**Texte à lire**.
_ _ _

On comprend dès lors que dans ce débat, le gouvernement cherche avant tout à empêcher que l'on recrée des régimes spéciaux. Il insiste également pour dire que le dispositif du projet de loi se couplant aux carrières longues va finalement couvrir assez largement des gens occupant des métiers pénibles. Il faut enfin rappeler que des dispositifs avaient déjà été mis en œuvre pour couvrir certains risques (pré-retraite « CATS » pour cessation d'activité de certains travailleurs salariés, particulièrement exposés) et ensuite recadré pour cause de coût budgétaire élevé. Il est donc nécessaire que le débat sur la pénibilité s'ouvre sur la base d'un chiffrage beaucoup plus précis du coût de ces mesures.

_ _ _

**Données à examiner**.

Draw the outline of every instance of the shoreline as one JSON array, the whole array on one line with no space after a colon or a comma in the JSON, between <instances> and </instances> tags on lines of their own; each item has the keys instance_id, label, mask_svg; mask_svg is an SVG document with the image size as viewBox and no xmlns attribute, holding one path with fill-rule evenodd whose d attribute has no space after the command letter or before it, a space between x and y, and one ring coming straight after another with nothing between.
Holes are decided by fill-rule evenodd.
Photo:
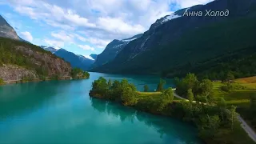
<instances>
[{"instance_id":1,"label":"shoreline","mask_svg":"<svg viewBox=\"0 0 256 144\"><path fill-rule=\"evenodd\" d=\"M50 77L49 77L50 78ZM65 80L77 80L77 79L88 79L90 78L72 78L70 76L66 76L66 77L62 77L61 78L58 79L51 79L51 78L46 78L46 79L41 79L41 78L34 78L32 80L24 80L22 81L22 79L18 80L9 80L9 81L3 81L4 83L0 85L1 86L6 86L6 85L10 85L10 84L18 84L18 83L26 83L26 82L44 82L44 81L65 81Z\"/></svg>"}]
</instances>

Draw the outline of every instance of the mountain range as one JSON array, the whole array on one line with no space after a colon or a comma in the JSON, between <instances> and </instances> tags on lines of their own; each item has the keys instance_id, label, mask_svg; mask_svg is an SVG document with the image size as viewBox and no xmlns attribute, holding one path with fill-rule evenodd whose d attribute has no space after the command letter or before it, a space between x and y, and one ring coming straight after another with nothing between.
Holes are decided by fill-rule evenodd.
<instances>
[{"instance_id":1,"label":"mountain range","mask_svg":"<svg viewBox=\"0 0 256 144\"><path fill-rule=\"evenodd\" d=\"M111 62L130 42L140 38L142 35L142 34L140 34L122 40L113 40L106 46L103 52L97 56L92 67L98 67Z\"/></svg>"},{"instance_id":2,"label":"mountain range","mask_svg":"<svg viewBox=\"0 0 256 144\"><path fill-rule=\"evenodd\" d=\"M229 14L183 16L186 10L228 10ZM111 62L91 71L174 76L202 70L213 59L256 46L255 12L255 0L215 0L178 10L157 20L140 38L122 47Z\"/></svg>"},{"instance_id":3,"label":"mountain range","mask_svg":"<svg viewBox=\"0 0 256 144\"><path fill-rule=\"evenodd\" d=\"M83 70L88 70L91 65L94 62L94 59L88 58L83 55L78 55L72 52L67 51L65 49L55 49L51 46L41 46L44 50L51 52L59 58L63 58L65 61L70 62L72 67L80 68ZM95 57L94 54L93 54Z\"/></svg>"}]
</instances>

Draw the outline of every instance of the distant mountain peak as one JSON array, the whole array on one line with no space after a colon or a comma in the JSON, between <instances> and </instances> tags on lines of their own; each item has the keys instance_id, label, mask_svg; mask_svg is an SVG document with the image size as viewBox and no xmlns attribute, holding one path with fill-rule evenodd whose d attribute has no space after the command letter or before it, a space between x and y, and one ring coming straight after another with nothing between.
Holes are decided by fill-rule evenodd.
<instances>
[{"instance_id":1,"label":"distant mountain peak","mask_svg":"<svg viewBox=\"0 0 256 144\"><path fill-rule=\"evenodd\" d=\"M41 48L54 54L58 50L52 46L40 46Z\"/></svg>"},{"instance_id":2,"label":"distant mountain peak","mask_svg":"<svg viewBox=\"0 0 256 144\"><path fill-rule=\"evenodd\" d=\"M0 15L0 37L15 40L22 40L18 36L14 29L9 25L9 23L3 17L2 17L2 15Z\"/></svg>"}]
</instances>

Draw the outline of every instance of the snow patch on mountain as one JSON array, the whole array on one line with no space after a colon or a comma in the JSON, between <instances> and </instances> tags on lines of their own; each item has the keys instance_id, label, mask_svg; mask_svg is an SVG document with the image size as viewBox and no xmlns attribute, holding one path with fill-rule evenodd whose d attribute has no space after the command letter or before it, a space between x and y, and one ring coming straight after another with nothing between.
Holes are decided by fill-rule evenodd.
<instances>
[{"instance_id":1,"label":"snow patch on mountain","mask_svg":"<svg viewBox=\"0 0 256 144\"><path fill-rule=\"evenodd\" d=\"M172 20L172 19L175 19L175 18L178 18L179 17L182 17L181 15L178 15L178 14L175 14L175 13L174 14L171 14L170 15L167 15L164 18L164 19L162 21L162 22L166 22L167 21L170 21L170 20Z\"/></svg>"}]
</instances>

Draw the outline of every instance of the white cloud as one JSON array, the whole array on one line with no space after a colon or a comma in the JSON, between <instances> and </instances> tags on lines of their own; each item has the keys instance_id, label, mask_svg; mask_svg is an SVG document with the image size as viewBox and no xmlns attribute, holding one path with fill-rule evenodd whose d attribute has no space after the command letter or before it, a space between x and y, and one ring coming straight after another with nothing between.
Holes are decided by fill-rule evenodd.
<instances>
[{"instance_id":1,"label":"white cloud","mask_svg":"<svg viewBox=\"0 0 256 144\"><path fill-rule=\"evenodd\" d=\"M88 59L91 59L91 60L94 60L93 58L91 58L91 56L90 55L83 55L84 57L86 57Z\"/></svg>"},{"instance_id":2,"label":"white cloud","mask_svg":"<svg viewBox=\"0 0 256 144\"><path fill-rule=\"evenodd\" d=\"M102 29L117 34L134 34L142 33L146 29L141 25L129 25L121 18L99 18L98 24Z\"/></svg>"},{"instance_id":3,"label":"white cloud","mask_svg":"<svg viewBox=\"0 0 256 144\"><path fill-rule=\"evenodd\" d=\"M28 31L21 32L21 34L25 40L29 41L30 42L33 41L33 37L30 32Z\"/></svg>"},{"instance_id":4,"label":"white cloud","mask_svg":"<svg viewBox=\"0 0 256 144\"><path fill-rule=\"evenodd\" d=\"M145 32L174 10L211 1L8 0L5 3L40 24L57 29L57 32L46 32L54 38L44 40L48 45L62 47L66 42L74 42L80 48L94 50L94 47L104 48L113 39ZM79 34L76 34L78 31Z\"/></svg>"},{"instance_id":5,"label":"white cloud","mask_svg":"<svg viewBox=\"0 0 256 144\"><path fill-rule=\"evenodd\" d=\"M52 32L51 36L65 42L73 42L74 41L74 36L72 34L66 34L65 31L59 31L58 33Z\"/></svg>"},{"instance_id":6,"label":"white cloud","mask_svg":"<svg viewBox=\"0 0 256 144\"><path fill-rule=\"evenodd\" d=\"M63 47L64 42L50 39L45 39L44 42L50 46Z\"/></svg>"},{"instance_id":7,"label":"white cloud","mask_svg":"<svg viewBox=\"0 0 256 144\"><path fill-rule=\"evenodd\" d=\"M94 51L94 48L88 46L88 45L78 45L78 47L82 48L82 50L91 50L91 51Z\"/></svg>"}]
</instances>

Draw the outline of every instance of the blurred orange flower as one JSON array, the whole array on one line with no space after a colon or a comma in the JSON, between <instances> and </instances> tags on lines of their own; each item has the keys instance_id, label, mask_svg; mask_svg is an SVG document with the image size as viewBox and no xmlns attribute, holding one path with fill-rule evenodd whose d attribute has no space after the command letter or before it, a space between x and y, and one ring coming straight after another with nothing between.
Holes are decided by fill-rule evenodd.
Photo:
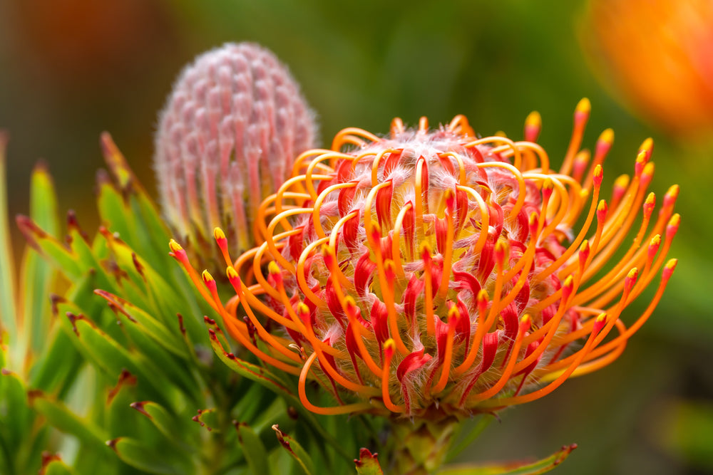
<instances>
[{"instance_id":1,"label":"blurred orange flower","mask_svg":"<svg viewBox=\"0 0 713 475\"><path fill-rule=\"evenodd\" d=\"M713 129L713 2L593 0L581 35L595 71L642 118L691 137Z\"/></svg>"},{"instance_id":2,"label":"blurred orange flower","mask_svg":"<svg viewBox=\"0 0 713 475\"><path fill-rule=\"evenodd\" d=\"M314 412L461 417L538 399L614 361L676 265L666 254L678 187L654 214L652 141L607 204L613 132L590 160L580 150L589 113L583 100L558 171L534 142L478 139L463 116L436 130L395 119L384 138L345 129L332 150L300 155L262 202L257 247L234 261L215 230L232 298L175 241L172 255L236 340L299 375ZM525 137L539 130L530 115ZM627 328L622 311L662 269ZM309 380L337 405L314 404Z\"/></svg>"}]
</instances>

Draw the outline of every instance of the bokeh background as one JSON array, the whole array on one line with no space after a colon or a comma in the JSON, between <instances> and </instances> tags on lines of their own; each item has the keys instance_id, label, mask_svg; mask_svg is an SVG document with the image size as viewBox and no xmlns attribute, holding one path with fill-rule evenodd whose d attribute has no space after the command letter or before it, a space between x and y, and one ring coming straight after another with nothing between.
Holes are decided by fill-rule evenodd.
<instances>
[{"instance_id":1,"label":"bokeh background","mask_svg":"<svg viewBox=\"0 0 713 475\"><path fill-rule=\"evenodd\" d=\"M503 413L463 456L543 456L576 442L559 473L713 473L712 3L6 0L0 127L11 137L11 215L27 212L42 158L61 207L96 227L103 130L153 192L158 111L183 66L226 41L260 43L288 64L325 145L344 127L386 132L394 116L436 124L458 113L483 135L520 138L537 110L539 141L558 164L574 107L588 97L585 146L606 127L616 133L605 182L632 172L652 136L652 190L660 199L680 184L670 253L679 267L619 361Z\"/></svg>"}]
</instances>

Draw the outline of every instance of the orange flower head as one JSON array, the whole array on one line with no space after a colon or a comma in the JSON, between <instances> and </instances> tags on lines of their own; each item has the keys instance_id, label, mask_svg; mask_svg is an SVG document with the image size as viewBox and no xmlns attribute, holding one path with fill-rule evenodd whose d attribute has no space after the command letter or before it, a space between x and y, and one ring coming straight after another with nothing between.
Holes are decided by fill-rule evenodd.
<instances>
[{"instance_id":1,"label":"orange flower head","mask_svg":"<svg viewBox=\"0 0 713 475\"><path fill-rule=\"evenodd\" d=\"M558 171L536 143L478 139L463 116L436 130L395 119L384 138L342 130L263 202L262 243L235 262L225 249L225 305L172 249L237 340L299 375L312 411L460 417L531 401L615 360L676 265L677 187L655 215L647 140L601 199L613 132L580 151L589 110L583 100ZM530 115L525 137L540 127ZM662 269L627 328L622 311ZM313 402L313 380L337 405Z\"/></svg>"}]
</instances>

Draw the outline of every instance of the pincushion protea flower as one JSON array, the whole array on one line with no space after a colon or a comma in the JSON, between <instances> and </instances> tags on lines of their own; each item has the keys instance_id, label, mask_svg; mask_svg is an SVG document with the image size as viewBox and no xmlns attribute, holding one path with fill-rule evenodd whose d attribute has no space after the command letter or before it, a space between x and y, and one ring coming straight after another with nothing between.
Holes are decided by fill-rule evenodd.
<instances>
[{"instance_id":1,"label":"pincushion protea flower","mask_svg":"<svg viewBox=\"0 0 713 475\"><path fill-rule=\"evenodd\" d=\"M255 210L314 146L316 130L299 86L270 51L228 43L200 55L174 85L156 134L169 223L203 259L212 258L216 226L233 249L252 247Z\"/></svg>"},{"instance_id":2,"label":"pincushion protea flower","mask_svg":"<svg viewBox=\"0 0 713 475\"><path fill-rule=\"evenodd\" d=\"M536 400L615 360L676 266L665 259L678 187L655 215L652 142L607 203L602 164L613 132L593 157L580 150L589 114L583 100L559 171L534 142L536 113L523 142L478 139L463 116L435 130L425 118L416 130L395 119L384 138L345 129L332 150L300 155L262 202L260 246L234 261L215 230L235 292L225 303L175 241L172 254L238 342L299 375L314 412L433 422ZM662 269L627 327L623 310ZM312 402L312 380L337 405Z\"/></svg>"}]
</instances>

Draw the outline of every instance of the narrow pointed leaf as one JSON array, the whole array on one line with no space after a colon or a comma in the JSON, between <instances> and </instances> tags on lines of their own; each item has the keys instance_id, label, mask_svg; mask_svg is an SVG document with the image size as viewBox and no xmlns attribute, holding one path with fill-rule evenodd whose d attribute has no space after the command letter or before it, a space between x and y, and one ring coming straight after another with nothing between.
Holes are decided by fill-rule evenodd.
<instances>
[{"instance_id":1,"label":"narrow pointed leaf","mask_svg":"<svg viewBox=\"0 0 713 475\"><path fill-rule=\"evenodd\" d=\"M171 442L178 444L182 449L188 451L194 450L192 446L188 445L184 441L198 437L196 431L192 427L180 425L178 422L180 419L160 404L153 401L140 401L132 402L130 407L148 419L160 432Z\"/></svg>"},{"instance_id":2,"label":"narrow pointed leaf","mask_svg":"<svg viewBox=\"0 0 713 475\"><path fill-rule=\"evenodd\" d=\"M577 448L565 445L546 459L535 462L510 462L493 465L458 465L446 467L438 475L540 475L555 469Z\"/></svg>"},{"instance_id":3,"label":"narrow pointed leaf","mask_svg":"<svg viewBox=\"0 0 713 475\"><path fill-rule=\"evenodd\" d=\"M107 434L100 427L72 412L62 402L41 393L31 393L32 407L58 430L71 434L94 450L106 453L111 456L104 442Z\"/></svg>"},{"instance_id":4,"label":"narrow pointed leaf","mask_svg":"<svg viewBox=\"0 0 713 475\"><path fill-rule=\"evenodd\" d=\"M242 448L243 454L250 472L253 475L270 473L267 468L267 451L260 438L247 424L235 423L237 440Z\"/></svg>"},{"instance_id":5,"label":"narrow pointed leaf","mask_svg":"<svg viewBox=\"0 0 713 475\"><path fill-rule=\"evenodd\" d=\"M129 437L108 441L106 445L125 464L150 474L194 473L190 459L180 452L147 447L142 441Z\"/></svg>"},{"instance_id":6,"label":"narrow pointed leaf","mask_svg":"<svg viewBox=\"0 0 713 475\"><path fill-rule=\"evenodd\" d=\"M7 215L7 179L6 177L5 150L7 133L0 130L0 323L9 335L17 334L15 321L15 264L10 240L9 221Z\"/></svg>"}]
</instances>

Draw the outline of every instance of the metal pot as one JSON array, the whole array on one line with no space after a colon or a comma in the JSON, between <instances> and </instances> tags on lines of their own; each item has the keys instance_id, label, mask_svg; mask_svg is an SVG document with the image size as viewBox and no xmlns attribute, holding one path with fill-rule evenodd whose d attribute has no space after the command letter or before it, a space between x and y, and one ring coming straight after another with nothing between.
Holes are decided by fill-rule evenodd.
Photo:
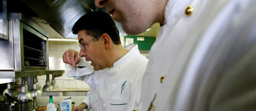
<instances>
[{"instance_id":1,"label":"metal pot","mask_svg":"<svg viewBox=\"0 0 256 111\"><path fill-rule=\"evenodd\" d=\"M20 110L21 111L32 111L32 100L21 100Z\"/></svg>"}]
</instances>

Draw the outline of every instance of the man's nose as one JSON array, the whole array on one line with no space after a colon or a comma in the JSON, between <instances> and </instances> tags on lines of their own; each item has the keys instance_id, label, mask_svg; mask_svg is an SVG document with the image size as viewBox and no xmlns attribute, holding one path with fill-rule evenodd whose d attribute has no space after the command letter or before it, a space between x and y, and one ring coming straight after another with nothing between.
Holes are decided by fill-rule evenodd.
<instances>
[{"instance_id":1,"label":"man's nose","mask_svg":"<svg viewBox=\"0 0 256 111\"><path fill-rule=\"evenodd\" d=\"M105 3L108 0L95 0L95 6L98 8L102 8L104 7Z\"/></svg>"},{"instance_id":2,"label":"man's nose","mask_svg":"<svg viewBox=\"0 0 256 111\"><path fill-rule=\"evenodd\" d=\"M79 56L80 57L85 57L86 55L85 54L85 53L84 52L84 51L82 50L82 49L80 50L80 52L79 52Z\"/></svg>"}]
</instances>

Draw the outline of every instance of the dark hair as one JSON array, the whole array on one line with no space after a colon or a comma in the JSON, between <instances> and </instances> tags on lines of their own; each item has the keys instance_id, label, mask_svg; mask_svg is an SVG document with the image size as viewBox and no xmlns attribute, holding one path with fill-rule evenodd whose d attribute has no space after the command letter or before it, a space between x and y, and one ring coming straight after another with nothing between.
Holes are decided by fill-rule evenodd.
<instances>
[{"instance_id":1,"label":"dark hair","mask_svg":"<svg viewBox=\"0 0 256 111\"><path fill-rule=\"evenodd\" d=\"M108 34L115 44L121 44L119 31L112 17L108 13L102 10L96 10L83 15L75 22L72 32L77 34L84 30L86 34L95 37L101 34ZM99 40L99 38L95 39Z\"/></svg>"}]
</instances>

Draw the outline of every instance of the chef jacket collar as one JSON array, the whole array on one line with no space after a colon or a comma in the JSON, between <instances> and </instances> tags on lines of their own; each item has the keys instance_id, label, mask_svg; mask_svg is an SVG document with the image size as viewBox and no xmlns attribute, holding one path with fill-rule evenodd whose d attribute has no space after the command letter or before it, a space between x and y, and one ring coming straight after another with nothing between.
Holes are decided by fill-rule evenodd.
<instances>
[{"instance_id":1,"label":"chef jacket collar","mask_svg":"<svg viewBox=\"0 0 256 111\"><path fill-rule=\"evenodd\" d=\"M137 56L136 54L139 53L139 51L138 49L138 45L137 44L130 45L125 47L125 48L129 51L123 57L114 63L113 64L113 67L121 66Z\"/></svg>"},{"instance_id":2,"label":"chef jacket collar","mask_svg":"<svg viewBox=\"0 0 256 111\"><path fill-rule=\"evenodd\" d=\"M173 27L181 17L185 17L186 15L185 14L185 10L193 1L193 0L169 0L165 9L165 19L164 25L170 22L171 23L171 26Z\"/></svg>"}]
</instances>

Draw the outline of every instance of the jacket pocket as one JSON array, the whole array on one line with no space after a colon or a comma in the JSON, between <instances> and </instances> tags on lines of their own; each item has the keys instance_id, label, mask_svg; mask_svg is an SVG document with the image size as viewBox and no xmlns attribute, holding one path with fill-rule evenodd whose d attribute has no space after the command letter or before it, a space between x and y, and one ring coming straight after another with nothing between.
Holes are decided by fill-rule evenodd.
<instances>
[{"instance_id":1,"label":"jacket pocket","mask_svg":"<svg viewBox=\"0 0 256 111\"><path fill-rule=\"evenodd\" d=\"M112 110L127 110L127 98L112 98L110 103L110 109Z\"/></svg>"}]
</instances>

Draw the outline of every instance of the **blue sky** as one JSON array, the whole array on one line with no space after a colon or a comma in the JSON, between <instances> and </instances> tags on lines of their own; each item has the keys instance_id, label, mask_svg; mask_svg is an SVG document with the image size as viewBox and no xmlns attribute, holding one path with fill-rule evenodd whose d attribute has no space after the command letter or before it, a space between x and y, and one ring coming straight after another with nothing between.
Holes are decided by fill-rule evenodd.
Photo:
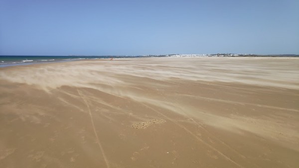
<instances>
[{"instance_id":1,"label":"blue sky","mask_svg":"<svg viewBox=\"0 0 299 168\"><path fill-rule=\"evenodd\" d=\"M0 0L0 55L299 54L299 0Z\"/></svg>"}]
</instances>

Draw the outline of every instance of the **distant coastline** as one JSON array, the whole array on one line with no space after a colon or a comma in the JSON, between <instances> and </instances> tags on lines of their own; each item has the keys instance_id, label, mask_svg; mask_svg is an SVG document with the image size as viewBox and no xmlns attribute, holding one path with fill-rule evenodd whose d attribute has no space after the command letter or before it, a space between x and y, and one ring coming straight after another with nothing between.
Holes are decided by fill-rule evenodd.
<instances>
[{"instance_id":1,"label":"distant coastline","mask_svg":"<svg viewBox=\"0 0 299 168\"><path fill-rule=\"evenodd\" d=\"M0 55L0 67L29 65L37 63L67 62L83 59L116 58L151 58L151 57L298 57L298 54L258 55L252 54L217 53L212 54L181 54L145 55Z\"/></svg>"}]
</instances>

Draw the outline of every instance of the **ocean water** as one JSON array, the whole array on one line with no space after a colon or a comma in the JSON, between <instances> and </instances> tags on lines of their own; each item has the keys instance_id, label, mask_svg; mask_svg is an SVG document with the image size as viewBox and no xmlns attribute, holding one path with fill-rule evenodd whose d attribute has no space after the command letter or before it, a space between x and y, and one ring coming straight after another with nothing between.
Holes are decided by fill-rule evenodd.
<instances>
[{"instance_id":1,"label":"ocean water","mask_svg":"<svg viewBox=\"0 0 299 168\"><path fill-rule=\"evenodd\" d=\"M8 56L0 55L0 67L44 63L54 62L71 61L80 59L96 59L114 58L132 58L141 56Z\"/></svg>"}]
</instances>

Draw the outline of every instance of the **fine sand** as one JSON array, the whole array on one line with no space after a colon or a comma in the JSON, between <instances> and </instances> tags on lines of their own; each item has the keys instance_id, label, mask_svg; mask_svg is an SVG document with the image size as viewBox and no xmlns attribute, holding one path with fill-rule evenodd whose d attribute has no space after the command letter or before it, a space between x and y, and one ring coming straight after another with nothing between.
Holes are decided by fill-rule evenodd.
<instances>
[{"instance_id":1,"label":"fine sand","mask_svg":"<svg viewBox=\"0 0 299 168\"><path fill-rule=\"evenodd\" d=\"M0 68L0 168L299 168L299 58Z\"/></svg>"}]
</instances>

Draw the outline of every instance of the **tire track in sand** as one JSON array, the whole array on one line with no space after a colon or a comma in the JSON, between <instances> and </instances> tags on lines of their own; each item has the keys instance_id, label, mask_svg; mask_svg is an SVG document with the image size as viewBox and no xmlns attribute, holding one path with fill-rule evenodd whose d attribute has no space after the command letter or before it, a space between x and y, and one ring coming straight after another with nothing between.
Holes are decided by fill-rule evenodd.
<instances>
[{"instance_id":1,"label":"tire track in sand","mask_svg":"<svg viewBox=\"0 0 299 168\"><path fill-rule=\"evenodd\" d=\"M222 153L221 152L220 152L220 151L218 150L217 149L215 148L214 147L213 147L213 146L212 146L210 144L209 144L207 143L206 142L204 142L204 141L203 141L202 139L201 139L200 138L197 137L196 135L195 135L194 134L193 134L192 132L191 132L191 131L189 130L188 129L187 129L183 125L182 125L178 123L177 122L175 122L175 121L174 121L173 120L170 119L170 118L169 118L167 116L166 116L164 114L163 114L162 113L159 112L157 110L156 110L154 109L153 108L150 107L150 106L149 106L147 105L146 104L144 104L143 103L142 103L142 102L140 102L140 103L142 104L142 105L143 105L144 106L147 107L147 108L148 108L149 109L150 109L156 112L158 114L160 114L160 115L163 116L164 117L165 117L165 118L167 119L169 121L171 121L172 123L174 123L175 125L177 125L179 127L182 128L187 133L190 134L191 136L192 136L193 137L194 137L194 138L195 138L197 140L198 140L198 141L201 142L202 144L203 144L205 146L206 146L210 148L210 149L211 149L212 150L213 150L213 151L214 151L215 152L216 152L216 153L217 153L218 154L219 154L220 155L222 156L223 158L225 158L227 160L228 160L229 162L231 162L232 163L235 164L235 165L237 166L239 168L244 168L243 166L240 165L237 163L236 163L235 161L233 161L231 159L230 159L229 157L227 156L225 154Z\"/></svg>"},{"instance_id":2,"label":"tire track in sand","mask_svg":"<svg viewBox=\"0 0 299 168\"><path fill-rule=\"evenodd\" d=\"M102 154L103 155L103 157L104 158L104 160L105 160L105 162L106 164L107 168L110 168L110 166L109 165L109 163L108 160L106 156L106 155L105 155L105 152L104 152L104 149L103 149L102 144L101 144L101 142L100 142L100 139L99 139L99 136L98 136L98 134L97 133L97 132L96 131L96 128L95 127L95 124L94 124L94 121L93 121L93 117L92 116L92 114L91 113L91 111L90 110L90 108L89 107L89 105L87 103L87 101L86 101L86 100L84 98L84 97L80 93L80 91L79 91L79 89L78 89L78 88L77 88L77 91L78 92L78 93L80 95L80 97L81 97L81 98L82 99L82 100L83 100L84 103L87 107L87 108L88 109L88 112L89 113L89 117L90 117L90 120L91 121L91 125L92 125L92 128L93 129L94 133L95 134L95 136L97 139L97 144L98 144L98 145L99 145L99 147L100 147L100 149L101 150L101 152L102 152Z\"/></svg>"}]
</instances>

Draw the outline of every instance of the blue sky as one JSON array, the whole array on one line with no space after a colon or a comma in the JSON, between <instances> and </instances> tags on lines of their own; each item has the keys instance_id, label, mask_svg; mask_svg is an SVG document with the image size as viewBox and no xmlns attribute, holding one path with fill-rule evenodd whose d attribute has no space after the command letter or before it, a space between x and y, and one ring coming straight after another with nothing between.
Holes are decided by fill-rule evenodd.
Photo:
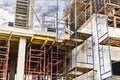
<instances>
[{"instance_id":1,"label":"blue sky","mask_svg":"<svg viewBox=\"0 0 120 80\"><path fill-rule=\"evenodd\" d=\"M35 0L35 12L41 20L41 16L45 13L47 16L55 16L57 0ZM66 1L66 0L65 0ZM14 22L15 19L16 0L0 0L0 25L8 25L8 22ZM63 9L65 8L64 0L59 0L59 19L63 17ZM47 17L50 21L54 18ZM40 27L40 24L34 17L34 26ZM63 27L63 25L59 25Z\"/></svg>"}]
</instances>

_ _ _

**Consigne**.
Indiquez si chacune des affirmations suivantes concorde avec le texte sur la pénibilité, en répondant par oui ou par non et en citant à l'identique les mots du texte qui tranchent. (a) Le gouvernement vise en priorité à éviter la recréation de régimes spéciaux. (b) La pré-retraite « CATS » a été recadrée parce qu'elle se révélait inefficace. (c) Le texte considère que le coût des mesures liées à la pénibilité est déjà chiffré avec précision. Le matériel n'a aucun rôle à jouer ici.

**Réponse**.
(a) Oui : « le gouvernement cherche avant tout à empêcher que l'on recrée des régimes spéciaux ».
(b) Non : « recadré pour cause de coût budgétaire élevé ».
(c) Non : « Il est donc nécessaire que le débat sur la pénibilité s'ouvre sur la base d'un chiffrage beaucoup plus précis du coût de ces mesures. »